[REQUIRED TASKS]
(a) Set down, word for word, everything in the article on Lyft and Beyond Meat stock from "Lyft’s high earlier" down to "especially without profitability.".
(b) Please resume the article on Lyft and Beyond Meat stock, picking up right after its last sentence.

[DOCUMENT SECTION]
▬▬▬

Are Lyft and Beyond Meat Viable Investments for 2023 and Beyond?



Speculative growth stocks might be viewed as uneasy investments going into 2023 with inflationary concerns crushing these companies in 2022. Still, the risk to reward could be favorable when such stocks are near their 52-week lows.



Two popular growth names trading near their lows are Lyft

LYFT

and Beyond Meat

BYND

. Let’s see if they will be viable investments for 2023 and beyond.




Overview




Both Lyft and Beyond Meat went public during the first half of 2019. Lyft primarily operates as a ridesharing service with multimodal transportation networks in the United States and Canada. Unlike its major competitor Uber Technologies

UBER

, Lyft has chosen to stick with its core ride-hailing business.



Lyft now trades at just $10 per share and 85% beneath its IPO price of $72 a share. Despite a clearer road to profitability Lyft also trades below Uber stock at the moment with UBER shares at $25.



Beyond Meat doesn’t have such a popular nemesis in its bid to expand its manufacturing, marketing, and distribution of plant-based meats. Beyond Meats sells its plant-based, vegan meats in the U.S. and internationally.



BYND began trading at $25 per share and popped to over $65 a share on the first day of trading. Beyond Meats stock now trades around $13 per share as the excitement for its alternative meat faded over the last year.



Despite the setbacks, this year’s massive drop in Lyft and Beyond Meat stock may be intriguing to many investors.




Performance & Valuation




Lyft is down -75% in 2022 vs. Beyond Meat’s -79% with both severely underperforming the S&P 500’s -21%. Over the last three years, both stocks are down over 80% since they began trading to underperform the benchmark’s 30% climb.

Zacks Investment Research


Image Source: Zacks Investment Research



Lyft’s high earlier in the year was $46.64 per share and Beyond Meat saw a high of $74 a share. LYFT and BYND are now 78% and 82% below their 52-week highs, respectively.



Since both companies aren’t profitable at the moment, we are unable to use the traditional price-to-earnings valuation metric. Even so, taking a look at their price to sales helps make sure a high premium is not being paid for these stocks, especially without profitability.

Zacks Investment Research


Image Source: Zacks Investment Research



We can see from the above chart that LYFT and BYND’s P/S are at the optimum level of less than 2X. Lyft’s 0.92X has the edge and is also nicely below its industry average of 1.2X. BYND trades above the Food-Meat Products industry average of 0.47X but at a much more realistic level than its high of 64.4X and the median of 14.2X over the last three years.

▬▬▬

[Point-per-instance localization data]
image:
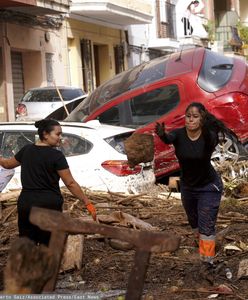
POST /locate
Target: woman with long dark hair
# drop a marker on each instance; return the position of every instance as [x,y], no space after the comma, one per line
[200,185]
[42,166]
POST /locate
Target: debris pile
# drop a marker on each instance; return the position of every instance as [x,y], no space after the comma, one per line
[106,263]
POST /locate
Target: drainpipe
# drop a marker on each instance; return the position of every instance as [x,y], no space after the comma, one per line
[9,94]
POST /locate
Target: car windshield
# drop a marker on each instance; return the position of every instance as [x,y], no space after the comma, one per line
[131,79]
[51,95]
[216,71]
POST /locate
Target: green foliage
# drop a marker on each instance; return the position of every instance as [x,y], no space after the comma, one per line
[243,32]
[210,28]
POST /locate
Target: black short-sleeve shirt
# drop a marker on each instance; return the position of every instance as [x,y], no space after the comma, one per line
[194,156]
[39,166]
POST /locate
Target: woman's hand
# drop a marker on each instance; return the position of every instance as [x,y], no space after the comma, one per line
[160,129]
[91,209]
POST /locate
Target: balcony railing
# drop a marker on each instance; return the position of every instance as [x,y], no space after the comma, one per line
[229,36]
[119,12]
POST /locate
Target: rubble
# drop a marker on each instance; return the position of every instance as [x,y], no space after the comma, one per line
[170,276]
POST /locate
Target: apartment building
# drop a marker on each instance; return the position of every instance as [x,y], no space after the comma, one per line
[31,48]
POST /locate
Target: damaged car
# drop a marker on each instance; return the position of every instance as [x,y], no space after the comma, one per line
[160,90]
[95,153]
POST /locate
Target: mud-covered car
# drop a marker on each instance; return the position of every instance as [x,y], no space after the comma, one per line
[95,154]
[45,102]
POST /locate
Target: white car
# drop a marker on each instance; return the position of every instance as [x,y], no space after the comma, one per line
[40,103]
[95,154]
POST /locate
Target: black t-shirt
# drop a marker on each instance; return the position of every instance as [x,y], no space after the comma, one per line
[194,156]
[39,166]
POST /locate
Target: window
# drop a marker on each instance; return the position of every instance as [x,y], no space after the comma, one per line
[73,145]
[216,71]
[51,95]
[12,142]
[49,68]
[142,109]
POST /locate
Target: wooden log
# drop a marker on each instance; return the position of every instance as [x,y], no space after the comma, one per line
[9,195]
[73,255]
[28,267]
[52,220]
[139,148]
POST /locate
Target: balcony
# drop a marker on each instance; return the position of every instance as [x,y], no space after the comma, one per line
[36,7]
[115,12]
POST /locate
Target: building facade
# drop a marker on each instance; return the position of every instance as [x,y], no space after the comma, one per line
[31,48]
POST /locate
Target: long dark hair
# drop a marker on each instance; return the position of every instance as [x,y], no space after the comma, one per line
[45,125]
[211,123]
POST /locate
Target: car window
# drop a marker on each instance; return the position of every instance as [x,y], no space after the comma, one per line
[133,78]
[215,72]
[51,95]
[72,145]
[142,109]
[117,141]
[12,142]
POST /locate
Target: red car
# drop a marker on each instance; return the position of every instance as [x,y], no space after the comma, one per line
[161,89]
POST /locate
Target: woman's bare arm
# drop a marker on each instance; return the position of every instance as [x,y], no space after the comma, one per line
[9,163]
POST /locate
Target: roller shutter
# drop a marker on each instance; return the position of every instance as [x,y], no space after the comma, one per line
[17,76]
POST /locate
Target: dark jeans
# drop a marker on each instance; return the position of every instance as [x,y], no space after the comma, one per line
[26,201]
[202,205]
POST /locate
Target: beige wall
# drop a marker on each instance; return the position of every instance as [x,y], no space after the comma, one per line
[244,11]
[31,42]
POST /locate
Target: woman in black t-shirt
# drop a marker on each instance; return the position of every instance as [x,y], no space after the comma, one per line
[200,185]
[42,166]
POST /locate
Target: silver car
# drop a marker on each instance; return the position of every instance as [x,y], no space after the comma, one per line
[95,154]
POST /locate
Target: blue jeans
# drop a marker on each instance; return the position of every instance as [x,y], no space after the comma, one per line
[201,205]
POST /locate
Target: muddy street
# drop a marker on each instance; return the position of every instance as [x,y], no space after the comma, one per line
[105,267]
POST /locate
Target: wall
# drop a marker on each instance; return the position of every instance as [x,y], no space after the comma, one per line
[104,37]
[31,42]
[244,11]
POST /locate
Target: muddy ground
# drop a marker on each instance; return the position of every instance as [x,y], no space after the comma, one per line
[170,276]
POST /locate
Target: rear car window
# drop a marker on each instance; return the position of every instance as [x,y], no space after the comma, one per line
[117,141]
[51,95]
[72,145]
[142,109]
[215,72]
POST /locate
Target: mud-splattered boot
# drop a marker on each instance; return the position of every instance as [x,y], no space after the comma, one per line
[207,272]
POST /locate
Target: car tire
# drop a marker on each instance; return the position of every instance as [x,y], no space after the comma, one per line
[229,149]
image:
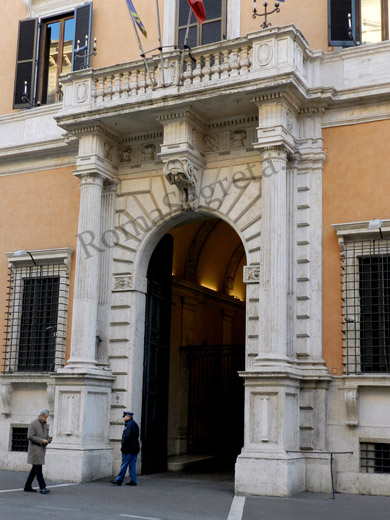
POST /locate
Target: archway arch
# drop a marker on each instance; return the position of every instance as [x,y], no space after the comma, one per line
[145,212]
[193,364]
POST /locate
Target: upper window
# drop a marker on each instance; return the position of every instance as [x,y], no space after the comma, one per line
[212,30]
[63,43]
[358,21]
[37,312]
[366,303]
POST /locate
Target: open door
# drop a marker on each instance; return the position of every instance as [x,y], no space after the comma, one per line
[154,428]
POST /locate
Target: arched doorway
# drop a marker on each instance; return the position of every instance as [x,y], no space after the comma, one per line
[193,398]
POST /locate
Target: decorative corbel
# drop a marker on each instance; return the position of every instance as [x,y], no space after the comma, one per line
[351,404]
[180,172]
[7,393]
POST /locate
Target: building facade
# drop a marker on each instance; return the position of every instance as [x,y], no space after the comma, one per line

▬▬▬

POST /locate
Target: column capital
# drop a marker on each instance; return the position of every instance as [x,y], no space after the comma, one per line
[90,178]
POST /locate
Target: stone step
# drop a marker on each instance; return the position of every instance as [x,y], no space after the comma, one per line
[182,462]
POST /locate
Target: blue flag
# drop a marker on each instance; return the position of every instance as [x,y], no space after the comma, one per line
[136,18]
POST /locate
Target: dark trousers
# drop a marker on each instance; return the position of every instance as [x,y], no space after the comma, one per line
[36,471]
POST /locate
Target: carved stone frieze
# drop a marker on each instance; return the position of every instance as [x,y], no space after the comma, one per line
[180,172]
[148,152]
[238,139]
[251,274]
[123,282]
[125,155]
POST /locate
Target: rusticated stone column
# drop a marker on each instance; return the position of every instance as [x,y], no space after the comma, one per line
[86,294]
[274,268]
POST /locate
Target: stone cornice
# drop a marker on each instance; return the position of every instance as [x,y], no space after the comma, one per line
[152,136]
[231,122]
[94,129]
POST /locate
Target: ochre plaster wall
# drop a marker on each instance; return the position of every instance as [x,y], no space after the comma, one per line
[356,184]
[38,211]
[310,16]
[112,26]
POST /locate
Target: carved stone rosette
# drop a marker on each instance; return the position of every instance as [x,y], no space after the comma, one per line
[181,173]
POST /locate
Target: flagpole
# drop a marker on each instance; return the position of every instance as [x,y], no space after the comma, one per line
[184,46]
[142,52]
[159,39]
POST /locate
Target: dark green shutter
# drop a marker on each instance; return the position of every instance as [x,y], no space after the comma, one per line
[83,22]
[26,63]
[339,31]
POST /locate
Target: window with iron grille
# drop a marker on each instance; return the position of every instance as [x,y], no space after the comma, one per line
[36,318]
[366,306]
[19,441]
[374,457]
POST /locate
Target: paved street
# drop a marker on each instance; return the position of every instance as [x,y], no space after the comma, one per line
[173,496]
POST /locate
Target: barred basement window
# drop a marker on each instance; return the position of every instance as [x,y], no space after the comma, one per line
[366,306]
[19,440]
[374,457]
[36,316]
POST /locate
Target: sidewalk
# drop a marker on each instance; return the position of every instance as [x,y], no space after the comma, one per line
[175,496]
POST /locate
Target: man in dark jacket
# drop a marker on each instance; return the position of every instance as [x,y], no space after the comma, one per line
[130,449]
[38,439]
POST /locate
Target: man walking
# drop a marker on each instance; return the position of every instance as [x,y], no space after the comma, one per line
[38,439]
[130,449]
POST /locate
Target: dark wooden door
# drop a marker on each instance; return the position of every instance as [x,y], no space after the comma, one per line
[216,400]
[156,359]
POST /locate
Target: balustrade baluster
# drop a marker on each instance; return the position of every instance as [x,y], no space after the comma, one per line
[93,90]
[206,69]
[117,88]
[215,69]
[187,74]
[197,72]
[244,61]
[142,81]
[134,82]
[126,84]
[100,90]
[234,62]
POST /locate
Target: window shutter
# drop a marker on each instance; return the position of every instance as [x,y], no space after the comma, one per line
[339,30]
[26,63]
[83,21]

▬▬▬

[LIST OF ANSWERS]
(a)
Lyft’s high earlier in the year was $46.64 per share and Beyond Meat saw a high of $74 a share. LYFT and BYND are now 78% and 82% below their 52-week highs, respectively.



Since both companies aren’t profitable at the moment, we are unable to use the traditional price-to-earnings valuation metric. Even so, taking a look at their price to sales helps make sure a high premium is not being paid for these stocks, especially without profitability.

(b)
Balance Sheet




Monitoring the balance sheet of speculative growth stocks is crucial. In this regard, Lyft and Beyond Meat do pass the solvency test having more assets than liabilities, but not by a wide margin.



Lyft has over $2 billion in cash and equivalents with its total assets of $4.77 billion coming in higher than its total liabilities of $3.38 billion.



As for Beyond Meat, the company has $733 million in cash and equivalents with $1.37 billion in total assets which is slightly above its total liabilities of $1.24 billion.




Growth




Lyft earnings are now expected to decline -28% in 2022 at -$0.32 per share compared to an adjusted loss of -$0.25 a share in 2021. However, Fiscal 2023 earnings are expected to rebound and be in the black at $0.54 per share. It is important to note that earnings estimate revisions are down for both FY22 and FY23 over the last 60 days.

Zacks Investment Research


Image Source: Zacks Investment Research



On the top line, sales are projected to climb 27% this year and jump another 19% in FY23 at $4.86 billion. FY23 would represent 34% growth from pre-pandemic levels with 2019 sales at $3.61 billion.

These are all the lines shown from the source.